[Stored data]
Start

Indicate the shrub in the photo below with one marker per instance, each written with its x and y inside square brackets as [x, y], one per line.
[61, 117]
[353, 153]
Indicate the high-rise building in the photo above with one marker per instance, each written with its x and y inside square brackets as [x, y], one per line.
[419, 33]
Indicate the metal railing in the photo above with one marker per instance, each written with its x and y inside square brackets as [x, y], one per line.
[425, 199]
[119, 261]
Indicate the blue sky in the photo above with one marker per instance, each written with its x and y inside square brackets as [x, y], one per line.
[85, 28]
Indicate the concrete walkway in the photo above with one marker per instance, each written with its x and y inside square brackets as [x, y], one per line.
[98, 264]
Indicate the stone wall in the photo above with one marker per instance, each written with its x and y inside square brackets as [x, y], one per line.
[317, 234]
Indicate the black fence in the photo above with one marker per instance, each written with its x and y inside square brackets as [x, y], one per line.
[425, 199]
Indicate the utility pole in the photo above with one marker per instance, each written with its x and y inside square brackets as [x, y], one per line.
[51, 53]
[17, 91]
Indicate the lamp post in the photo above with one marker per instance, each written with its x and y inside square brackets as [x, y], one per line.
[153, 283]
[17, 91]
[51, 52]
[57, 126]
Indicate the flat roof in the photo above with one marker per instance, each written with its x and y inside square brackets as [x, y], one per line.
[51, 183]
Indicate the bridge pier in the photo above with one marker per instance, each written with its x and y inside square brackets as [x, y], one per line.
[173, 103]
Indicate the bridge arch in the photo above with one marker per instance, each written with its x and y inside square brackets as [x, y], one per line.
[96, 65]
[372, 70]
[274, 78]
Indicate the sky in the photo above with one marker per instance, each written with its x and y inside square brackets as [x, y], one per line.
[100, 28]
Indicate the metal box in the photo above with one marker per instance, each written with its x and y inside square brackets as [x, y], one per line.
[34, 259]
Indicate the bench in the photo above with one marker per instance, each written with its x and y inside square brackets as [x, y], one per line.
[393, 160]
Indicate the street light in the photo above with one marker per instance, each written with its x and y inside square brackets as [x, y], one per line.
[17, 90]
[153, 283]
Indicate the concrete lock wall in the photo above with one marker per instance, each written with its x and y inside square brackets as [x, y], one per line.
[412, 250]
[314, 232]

End

- Goal
Output the items as a two-column CSV with the header columns "instruction" and "coordinates", beginning at the line containing "Indicate the sky" and continuing through the end of the items. Give one row per item, with each field quoted and any line breaks within a field replaced by spaces.

- Solution to this problem
instruction,coordinates
"Indicate the sky in the photo above with one marker per instance, each written with its x and y inside square brackets as [x, y], one per line.","[100, 28]"
"Indicate the metal box in the photo above with one marker per instance, each written with its x and y inside square brackets as [x, y], one per line.","[34, 259]"
"Indicate the bench in the photo above with one marker per instance, each written with its x and y inside square brackets as [x, y], one per line.","[393, 160]"
"Indicate the street light in the photo above with one marker per instance, each written with its x and y inside square brackets as [x, y], one per line.","[17, 90] [153, 283]"
"Indicate the concrete lock wall in the photo above with one marker per instance, each written with its x and y inside square brackets as [x, y], one per line.","[412, 250] [314, 232]"